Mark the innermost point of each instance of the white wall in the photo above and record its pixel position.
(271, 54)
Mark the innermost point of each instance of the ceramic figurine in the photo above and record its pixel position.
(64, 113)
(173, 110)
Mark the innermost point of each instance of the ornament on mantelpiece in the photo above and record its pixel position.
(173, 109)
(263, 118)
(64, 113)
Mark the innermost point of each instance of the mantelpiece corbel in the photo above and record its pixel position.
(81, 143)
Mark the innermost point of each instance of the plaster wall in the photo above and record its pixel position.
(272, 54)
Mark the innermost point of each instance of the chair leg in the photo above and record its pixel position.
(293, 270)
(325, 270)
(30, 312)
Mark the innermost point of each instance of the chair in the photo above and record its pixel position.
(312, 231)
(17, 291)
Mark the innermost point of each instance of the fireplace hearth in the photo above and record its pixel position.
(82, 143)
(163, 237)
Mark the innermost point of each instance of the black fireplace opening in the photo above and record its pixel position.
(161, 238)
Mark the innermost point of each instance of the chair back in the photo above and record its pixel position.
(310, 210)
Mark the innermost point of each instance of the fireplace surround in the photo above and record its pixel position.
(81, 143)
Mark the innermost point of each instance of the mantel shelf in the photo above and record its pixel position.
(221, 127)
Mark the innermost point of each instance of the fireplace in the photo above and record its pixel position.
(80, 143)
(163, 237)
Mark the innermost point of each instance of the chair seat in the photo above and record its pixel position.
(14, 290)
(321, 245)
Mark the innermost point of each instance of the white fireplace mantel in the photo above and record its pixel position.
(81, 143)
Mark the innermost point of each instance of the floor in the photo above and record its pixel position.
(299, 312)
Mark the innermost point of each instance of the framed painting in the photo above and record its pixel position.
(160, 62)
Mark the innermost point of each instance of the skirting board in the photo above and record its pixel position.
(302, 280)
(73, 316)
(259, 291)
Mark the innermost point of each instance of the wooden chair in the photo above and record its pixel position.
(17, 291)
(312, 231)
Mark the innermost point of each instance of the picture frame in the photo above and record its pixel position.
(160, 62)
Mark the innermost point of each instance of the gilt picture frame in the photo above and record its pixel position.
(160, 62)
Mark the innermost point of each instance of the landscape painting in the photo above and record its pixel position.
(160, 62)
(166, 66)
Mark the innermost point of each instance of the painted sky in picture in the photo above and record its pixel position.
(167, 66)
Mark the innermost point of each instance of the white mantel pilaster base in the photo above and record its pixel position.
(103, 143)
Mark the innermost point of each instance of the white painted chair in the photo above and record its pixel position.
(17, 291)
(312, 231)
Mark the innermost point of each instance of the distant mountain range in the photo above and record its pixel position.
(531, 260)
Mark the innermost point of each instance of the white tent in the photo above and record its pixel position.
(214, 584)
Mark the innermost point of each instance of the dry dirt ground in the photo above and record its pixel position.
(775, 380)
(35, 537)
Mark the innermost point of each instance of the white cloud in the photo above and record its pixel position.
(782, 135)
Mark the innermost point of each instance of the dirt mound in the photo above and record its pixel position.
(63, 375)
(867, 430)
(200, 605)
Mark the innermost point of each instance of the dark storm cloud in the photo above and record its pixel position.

▸ **Instructions to follow**
Please output the complete listing without any alteration.

▸ **Written solution**
Mark the innermost point of each instance of the white wall in the photo above and record its pixel position.
(271, 54)
Mark the innermost point of each instance of the ceramic figurine in the photo above and record its pixel position.
(64, 113)
(173, 110)
Mark the innermost point of each instance of the ornament on mantelpiece in the photo above and record its pixel position.
(173, 109)
(263, 118)
(64, 113)
Mark the innermost point of each instance of the mantelpiece corbel in the photo above and record its pixel position.
(81, 143)
Mark the innermost point of each instance of the plaster wall in the photo above and record its pixel position.
(272, 54)
Mark the innermost point of each instance of the chair leg in the photo above and record its pixel position.
(293, 270)
(325, 270)
(30, 312)
Mark the innermost point of each instance of the chair in the photo above and record its pixel position.
(312, 231)
(17, 291)
Mark the innermost point of each instance of the fireplace hearth in the photo above and record its pixel position.
(82, 143)
(163, 237)
Mark the innermost point of each instance of the black fireplace opening in the photo above and record its pixel position.
(161, 238)
Mark the innermost point of each instance of the chair back in the photo above and record its pixel position.
(310, 210)
Mark the innermost point of each instance of the fireplace surround in the photo above and record its pixel position.
(81, 143)
Mark the innermost point of each instance of the mantel shelf in the photo above and record its pixel position.
(221, 127)
Mark the innermost point of each instance of the fireplace in the photo above and record its pixel position.
(80, 143)
(163, 237)
Mark the innermost point of each instance of the chair seat in the photo above and record its pixel position.
(14, 290)
(321, 245)
Mark the innermost point of each instance of the white fireplace mantel in the photo above and record its pixel position.
(81, 143)
Mark the innermost point of each instance of the floor in the photo above and record its pixel position.
(299, 312)
Mark the innermost point of each instance of the framed painting in the photo above and record its pixel position.
(160, 62)
Mark the innermost point of each instance of the skirting board in the photo above and record its pixel position.
(302, 280)
(73, 316)
(259, 291)
Mark the innermost point of each instance of the wooden chair in the photo above and record its pixel position.
(17, 291)
(312, 231)
Mark the innermost point of each instance of the picture frame in the photo above and record its pixel position.
(160, 62)
Mark the innermost point of each instance of the gilt picture frame in the photo above and record its pixel position.
(160, 62)
Mark the innermost point of each instance of the landscape painting in the photo above and record its pixel position.
(160, 62)
(166, 66)
Mark the innermost point of each instance of the painted sky in picture in the photo above and record its pixel position.
(167, 66)
Mark the innermost point of each instance of the white mantel pilaster base in the photo above and record its pixel position.
(103, 143)
Mark the innermost point of each instance of the white painted chair in the photo above and record its pixel position.
(17, 291)
(312, 231)
Mark the innermost point of each instance of the distant mountain range in the photo above and record its pixel position.
(531, 260)
Mark the innermost point of each instance of the white tent in the photo above and record its pixel position.
(214, 584)
Mark the innermost point of each instance of the dry dirt ground in the photo above and record its pixel position.
(775, 380)
(35, 537)
Mark the innermost point of each instance of the white cloud in the photo above and record its pixel position.
(782, 135)
Mark the innermost point of each instance of the dirt mound in the photo above and record its pixel position.
(63, 375)
(867, 430)
(200, 605)
Mark the innermost point of each instance of the dark storm cloud in the photo above and record its pixel position.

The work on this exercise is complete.